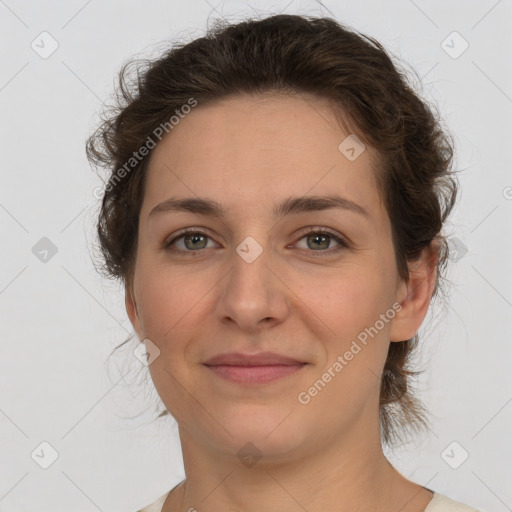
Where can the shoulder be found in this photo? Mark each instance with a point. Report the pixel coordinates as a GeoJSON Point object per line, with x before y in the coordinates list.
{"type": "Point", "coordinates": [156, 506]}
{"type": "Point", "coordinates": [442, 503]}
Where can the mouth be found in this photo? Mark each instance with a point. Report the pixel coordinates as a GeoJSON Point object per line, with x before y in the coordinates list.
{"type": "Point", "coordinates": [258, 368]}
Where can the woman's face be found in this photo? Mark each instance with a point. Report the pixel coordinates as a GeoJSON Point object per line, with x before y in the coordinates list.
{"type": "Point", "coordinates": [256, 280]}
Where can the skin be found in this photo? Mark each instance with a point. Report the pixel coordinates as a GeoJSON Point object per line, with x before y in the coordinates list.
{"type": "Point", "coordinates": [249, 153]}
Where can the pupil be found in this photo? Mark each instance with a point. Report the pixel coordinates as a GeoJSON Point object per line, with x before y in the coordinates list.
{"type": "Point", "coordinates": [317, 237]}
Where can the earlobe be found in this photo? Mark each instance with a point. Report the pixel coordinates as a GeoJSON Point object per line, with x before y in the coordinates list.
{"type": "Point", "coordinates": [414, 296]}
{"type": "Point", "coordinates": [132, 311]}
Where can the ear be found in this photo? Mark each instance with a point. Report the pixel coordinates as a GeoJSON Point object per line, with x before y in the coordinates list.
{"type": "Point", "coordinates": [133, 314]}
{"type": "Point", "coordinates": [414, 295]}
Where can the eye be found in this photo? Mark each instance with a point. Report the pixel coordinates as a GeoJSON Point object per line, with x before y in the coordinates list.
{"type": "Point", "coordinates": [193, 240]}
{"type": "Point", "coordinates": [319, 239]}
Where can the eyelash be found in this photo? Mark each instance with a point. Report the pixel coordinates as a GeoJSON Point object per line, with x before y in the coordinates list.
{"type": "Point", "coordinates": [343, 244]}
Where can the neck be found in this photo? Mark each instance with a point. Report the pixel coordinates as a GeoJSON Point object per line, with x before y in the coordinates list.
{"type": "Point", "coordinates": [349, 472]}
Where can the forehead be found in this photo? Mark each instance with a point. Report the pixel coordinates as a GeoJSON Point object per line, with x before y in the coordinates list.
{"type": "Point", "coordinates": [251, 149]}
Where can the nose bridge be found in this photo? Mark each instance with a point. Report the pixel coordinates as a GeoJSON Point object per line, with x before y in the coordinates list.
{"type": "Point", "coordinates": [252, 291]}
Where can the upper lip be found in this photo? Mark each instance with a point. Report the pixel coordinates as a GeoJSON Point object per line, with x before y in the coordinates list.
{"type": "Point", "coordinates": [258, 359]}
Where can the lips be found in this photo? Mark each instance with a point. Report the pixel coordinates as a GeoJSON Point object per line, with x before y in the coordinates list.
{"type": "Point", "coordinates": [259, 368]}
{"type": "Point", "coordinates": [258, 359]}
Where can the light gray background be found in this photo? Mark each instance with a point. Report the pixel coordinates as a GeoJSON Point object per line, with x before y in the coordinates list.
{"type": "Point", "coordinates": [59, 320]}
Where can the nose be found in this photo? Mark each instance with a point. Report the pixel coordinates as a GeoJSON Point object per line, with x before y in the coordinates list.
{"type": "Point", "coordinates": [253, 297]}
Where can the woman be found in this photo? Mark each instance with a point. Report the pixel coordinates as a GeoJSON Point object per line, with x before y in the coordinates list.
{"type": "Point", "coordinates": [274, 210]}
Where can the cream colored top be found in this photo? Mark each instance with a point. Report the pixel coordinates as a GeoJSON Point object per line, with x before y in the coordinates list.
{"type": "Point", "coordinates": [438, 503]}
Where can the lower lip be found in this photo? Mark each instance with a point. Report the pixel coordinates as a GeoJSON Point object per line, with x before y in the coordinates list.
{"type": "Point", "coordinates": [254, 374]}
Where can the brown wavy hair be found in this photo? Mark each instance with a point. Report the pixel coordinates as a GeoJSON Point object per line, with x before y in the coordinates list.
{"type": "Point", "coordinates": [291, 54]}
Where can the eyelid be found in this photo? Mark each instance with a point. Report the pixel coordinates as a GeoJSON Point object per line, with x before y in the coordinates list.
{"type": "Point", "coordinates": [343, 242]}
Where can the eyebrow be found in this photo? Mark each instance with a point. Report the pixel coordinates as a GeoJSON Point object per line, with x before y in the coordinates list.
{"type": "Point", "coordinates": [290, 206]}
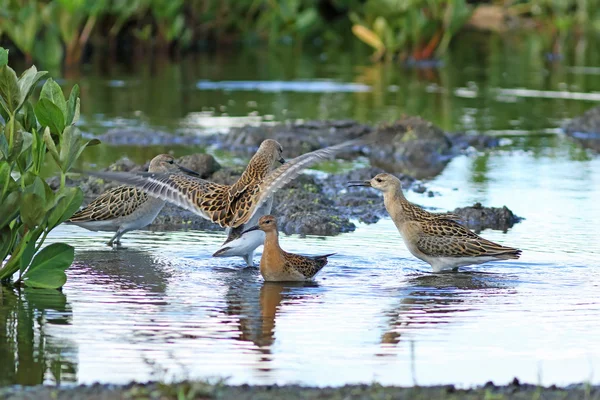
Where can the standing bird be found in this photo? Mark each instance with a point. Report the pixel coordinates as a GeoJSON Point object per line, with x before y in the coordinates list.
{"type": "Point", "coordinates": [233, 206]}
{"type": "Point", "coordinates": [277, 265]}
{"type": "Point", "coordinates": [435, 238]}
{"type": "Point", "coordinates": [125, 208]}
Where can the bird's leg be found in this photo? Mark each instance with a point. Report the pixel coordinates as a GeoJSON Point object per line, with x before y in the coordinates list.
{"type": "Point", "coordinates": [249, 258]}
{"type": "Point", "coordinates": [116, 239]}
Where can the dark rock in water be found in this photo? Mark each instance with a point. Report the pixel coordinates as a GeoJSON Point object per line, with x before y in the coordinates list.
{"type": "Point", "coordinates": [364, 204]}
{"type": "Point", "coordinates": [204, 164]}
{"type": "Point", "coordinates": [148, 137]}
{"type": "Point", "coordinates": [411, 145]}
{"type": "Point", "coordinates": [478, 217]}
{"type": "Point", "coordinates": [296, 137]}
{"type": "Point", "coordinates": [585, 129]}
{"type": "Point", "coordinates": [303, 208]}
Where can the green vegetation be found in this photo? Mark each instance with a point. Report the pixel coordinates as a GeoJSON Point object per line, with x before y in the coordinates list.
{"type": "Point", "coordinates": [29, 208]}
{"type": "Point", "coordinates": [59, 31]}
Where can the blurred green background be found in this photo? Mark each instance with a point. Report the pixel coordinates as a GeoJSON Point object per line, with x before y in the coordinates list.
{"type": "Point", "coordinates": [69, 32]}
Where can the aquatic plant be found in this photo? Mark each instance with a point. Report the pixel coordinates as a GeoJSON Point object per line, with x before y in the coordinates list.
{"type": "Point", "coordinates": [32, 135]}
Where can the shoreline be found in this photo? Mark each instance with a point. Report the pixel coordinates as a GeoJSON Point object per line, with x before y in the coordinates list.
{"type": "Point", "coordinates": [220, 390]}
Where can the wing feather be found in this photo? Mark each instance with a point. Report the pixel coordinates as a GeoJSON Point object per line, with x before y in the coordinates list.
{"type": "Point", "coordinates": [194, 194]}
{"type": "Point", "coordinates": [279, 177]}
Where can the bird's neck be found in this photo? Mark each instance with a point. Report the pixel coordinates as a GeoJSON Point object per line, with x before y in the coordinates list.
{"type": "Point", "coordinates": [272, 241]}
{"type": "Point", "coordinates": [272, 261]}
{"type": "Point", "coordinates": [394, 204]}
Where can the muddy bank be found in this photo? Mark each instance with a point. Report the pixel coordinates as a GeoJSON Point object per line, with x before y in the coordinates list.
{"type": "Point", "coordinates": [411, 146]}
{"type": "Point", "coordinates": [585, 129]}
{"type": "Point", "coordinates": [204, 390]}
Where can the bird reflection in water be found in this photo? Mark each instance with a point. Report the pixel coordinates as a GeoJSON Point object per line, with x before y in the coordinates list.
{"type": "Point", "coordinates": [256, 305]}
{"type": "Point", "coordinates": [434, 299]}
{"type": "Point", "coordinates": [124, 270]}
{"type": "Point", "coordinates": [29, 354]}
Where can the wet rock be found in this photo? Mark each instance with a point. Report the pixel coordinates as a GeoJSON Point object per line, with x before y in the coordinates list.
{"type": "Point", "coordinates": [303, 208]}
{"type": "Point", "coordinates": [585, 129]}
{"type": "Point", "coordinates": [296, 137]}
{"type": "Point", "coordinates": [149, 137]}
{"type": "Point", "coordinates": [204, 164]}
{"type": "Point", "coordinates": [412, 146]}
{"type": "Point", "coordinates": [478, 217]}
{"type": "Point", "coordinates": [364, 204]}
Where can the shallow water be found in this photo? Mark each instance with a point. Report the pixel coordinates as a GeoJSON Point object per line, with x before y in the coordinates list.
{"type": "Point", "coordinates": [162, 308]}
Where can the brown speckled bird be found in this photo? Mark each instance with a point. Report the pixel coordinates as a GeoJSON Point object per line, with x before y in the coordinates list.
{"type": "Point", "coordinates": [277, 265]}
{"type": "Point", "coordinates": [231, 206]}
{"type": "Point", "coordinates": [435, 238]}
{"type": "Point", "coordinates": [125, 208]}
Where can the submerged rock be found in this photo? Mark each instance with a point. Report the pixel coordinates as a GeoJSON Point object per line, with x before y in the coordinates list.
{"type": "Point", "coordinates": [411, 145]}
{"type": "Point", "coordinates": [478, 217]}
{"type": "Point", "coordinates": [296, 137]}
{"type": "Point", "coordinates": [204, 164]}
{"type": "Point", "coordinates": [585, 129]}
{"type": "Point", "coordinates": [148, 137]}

────

▸ **TASK BRIEF**
Repeat exactly, and only, the lines from the line with "Where can the shallow" through the end of the listing above, both ends included.

▸ **ANSWER FOR THE TASK**
Where can the shallow water be found in this photo? Mark each instance with a point. Report the pixel coordinates as a GeoJSON Point object per line, with x before y in the coordinates list.
{"type": "Point", "coordinates": [162, 308]}
Where can the brown speckled bird be found in this photo? Mark each instance with a point. Report the pixel coordinates as a GeoJSON Point object per line, with x before y in the coordinates list.
{"type": "Point", "coordinates": [277, 265]}
{"type": "Point", "coordinates": [231, 206]}
{"type": "Point", "coordinates": [435, 238]}
{"type": "Point", "coordinates": [125, 208]}
Where can the submerged rock be found in this photo? Mark each instance with a point. Report the pixel coordinates as a GeoJSON Point object per line, with x before y in the coordinates list.
{"type": "Point", "coordinates": [411, 145]}
{"type": "Point", "coordinates": [478, 217]}
{"type": "Point", "coordinates": [296, 137]}
{"type": "Point", "coordinates": [204, 164]}
{"type": "Point", "coordinates": [585, 129]}
{"type": "Point", "coordinates": [148, 137]}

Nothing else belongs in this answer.